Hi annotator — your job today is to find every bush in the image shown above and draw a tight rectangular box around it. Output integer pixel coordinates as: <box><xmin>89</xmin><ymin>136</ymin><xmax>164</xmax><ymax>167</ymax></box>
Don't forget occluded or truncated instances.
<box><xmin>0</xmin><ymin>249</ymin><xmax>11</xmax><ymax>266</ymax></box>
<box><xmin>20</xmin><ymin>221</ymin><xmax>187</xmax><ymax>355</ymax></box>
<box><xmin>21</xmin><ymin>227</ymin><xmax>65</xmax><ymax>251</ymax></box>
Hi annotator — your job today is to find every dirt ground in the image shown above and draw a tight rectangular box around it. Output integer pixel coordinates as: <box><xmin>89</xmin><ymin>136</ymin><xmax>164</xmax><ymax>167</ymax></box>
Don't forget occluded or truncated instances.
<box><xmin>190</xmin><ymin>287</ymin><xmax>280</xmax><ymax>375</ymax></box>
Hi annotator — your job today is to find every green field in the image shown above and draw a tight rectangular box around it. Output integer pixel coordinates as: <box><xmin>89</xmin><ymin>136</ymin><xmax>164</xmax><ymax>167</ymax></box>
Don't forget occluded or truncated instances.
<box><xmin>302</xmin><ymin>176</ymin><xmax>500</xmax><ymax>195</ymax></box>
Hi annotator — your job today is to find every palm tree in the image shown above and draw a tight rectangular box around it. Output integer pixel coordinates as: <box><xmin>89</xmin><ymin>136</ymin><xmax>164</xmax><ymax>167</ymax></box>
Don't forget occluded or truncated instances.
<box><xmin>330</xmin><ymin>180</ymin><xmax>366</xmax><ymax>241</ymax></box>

_DIRECTIVE_
Count the lines above that contain the word "rectangular". Reply with only that number.

_THE REPLY_
4